> What the task requires: Gather every line in the records below that contains the word "symbol", and copy each such line in full.

> Recorded information:
--------------------------------
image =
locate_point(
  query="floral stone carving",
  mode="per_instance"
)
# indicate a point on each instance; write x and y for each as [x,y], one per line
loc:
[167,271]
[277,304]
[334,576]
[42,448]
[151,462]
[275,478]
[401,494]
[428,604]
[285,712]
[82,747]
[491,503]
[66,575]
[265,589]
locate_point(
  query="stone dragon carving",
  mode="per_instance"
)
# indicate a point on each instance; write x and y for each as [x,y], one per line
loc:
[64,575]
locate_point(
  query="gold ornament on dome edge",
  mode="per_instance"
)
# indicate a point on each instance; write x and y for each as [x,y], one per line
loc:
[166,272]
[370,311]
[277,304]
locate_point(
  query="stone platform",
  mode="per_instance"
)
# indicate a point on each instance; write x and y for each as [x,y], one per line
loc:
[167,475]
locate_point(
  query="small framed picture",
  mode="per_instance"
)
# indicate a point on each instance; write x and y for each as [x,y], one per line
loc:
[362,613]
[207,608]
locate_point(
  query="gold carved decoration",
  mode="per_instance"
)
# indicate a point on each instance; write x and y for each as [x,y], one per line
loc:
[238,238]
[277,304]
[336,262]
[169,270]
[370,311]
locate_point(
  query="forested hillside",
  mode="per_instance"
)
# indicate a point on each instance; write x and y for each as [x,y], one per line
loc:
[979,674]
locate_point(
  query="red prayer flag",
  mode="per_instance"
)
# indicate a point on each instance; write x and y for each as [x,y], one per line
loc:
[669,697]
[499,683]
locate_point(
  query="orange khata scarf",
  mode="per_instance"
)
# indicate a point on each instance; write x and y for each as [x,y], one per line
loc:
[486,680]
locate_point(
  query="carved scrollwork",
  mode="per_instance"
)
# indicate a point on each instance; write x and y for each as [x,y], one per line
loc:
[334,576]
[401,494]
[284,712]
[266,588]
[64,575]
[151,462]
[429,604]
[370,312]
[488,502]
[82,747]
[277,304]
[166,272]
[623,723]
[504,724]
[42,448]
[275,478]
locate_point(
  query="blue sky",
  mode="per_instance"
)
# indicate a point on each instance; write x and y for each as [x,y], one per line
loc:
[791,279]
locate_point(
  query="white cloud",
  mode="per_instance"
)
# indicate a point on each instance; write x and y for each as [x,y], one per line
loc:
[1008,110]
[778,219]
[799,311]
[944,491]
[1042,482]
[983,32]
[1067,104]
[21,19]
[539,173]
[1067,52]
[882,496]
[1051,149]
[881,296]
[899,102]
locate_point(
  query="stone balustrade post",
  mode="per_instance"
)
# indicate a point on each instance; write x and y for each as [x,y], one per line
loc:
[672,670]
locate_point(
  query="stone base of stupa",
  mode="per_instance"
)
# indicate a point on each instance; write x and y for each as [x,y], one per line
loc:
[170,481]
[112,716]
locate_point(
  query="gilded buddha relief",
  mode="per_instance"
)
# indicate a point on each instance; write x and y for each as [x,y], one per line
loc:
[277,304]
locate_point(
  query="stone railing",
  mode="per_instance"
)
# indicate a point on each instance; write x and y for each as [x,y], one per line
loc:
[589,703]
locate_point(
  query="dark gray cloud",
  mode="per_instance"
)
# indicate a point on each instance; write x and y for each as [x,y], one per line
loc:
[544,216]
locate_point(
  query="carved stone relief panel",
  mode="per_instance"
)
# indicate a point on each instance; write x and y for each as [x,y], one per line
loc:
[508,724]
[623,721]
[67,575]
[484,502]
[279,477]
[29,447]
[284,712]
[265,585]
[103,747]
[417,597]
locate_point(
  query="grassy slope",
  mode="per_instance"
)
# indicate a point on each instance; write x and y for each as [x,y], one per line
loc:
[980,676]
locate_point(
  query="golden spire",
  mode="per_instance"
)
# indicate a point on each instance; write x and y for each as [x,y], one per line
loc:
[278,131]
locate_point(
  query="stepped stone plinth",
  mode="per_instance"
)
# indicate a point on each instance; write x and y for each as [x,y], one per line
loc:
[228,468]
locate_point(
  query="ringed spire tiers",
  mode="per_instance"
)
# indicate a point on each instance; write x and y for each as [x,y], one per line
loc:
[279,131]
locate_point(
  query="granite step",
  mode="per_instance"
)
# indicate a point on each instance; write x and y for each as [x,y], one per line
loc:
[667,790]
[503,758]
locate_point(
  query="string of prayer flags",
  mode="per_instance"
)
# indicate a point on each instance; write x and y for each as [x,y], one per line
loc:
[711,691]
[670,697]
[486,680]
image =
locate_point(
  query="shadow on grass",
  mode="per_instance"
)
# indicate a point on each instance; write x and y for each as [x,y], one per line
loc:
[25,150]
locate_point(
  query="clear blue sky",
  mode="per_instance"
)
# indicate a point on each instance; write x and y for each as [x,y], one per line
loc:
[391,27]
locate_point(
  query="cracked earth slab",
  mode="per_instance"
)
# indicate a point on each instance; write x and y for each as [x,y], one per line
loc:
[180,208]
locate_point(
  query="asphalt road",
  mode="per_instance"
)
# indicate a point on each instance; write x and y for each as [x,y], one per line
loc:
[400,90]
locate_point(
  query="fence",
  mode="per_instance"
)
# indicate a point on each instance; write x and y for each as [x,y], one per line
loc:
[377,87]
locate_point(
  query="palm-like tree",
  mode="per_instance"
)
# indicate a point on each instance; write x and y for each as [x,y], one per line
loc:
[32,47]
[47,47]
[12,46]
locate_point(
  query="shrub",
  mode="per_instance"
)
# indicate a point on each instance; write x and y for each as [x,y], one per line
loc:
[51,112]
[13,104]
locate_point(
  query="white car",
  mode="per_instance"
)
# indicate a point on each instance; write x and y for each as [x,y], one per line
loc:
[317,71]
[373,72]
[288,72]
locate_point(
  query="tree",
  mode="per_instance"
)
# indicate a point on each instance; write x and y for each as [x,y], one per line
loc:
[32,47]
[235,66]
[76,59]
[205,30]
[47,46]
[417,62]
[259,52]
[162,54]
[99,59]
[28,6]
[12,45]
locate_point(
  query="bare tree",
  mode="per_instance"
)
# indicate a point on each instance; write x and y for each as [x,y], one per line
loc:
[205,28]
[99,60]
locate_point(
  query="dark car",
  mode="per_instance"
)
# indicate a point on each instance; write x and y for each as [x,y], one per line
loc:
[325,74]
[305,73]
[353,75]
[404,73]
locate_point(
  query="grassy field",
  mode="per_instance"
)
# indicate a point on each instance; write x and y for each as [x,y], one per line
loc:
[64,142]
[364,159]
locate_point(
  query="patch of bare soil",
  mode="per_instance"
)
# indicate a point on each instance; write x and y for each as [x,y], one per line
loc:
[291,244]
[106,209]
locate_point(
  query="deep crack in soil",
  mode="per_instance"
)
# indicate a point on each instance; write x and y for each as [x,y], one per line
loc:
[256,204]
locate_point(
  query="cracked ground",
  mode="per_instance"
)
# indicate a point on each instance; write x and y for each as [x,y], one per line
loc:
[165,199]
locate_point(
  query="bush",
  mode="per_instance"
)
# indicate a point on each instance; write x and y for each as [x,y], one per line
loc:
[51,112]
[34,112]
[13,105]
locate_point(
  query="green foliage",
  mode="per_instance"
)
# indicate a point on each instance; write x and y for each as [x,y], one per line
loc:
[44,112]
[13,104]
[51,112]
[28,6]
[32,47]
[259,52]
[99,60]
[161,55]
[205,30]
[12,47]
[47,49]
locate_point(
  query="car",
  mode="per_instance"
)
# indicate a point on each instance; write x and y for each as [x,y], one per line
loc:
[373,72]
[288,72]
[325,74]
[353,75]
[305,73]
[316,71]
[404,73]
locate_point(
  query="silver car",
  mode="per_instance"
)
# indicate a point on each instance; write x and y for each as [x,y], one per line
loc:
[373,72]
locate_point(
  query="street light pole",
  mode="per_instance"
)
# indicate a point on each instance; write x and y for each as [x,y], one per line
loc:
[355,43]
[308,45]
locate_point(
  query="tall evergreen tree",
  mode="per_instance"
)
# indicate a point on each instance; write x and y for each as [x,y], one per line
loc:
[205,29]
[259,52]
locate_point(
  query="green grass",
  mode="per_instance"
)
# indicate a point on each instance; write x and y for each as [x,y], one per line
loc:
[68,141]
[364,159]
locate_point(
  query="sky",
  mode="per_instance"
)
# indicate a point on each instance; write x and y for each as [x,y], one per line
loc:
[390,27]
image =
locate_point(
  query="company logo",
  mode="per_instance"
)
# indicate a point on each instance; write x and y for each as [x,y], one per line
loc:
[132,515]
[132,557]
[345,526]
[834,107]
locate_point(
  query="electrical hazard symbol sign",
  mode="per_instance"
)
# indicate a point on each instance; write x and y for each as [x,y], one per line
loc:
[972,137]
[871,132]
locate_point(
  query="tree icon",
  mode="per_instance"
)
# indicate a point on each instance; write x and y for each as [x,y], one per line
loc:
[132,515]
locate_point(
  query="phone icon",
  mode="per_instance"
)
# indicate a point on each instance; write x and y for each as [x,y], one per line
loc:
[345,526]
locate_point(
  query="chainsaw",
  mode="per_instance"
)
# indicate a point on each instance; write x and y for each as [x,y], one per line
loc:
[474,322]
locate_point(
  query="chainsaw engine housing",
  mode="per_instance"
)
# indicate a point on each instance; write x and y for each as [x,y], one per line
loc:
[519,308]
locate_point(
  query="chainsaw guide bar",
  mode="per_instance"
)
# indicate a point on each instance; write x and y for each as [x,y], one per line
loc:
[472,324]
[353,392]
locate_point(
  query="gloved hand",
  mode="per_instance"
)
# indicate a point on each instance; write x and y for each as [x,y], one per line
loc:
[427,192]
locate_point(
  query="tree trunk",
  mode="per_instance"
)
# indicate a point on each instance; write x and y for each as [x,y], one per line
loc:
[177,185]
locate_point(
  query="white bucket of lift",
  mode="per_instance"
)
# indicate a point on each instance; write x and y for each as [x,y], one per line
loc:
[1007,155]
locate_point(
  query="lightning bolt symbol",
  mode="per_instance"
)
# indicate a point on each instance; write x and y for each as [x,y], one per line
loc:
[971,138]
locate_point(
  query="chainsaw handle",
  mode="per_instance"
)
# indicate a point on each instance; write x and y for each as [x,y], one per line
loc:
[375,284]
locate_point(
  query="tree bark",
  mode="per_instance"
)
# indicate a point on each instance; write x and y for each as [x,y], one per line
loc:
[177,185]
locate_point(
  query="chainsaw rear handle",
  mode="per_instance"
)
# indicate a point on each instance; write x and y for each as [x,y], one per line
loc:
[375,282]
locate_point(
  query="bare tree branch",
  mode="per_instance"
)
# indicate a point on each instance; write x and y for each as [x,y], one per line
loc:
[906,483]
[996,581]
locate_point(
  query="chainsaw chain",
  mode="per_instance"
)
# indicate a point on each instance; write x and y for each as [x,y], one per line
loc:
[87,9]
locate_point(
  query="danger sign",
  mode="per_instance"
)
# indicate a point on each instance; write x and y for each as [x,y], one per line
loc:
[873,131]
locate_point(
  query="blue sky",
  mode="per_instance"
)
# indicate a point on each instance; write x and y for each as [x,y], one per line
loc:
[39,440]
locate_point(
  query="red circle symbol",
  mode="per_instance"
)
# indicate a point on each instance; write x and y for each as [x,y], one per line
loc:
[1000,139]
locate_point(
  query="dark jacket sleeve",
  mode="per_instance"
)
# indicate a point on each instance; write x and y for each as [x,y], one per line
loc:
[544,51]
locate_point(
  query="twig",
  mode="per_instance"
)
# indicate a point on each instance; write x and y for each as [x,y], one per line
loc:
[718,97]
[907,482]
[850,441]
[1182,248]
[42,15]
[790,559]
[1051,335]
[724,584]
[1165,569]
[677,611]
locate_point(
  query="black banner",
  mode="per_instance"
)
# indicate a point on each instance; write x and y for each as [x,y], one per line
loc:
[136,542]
--------------------------------
> Right answer:
  query="electrical hazard symbol sign",
  query="lightning bolt symbol",
  query="red circle symbol",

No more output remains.